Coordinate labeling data

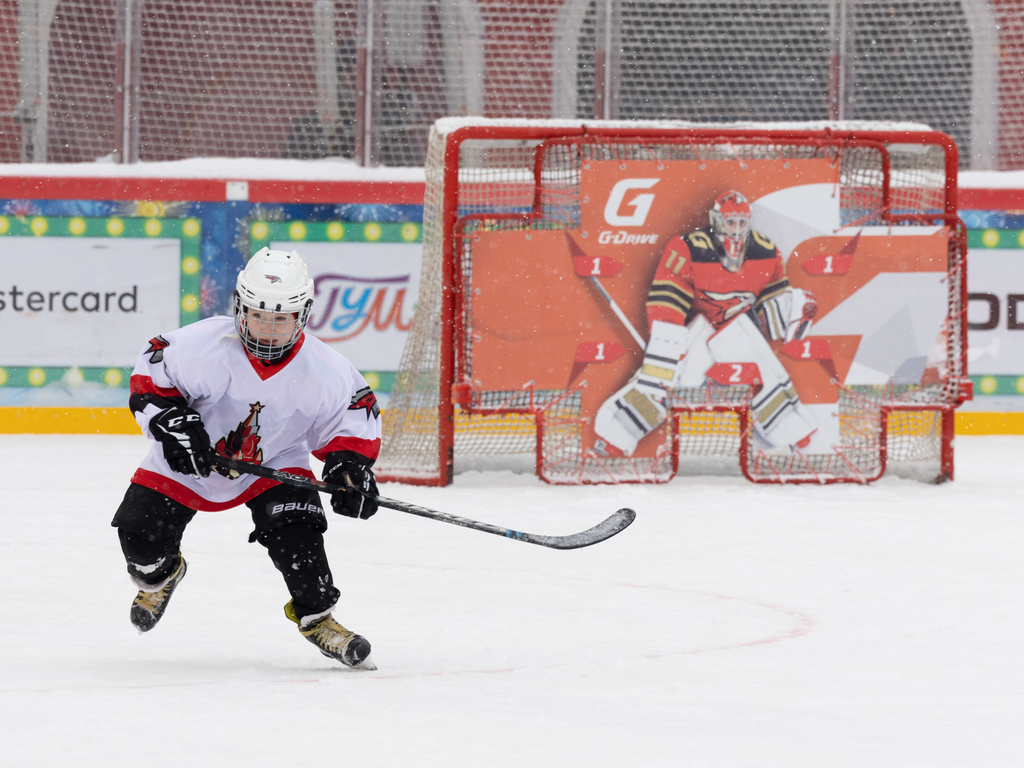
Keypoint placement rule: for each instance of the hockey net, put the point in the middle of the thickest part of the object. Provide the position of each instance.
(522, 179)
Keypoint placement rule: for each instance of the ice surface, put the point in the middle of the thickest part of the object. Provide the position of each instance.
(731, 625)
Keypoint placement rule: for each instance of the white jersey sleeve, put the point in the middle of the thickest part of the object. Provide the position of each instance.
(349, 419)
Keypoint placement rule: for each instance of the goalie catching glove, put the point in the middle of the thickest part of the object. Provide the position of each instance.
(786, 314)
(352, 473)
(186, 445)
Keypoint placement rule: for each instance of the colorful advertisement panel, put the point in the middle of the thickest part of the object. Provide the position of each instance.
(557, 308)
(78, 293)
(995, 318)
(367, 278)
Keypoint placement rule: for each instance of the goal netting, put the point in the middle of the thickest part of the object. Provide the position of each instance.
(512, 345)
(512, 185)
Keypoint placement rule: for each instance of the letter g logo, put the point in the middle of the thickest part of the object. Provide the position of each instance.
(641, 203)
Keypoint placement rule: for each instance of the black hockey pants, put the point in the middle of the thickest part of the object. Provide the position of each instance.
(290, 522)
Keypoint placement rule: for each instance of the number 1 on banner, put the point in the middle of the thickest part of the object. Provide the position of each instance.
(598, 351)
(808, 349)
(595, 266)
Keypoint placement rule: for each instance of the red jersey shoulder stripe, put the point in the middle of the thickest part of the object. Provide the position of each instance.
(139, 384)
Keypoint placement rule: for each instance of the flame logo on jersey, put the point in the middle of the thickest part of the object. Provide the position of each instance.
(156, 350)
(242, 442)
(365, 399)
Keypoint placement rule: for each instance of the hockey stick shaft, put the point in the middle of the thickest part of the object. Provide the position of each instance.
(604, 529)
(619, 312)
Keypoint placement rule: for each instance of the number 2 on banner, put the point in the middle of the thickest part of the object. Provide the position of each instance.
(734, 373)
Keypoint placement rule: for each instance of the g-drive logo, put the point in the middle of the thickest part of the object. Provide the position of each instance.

**What to do**. Please transcribe the entire listing above line for line, leaving the picture out of your answer.

**Exercise response**.
Keypoint placement rule: for each instance of the hockey net, put the point in the middle of the thickest part of the object. Provide the position of each instance.
(522, 179)
Keypoint placement rule: for each instance of the ice surface, put the point in the middle of the thickest part of the object. Provide the position of each instance.
(731, 625)
Keypoint placement rule: for each instance of the white jersey sleeve, put the point in the middle of the thickest part of the object. Provide the position of each instance.
(349, 419)
Keypoint placement rule: for each instance of the goalie catching glove, put the point in the middle of the thickest part of the object. Provide the position of each instance.
(786, 314)
(352, 473)
(186, 445)
Keypoint placement rule: for each instance of the colorful advertisement panel, put the point in the middle of the thickest part of the object. Provide the position of each instance.
(557, 308)
(78, 293)
(995, 318)
(367, 278)
Keypoint placement rule: for each instance of the goal netting, put the point in the middle of the thickest part of the object. Provide the position of each instance.
(512, 345)
(512, 185)
Keypoint placement rule: for each instance of the letter g logo, put the point in the middle of the thickest part of the object. Provide the position of each instance.
(641, 203)
Keypoint placement rule: for each instance of the black hockey pants, put the point in the middle of the thickest part of the object. Provide the position of each instance.
(290, 522)
Keypoint placement rule: for each instance of the number 1 on banner, put the point in the middle of the thickest part of the object. Provide the position of each instance.
(598, 351)
(808, 349)
(595, 266)
Keypoint placement rule: for each instance of the red jersey shoulder stripe, put the point in the middle of the thickest part of the object. Provide the position of each instance.
(139, 384)
Keypoint placement rule: for each instance of the flame logo on jersey, put the point in the middle of the thickest part of the object. Provide the position of each instance.
(156, 350)
(242, 442)
(365, 399)
Keypoint placement rule: for each instance of the hockey stick shaft, put the point in the middle of the thickest part of the object. Provide the position of each instance.
(604, 529)
(619, 312)
Keypoint placement rule: for each instance of the number 2 on banner, put the point in the middle of the thickest part of the object. Provide the position of each instance.
(734, 373)
Keypoint placement rule: for each instance of the g-drive logo, put the point in the middle of the thickest part of the object. Provide the position of each instance.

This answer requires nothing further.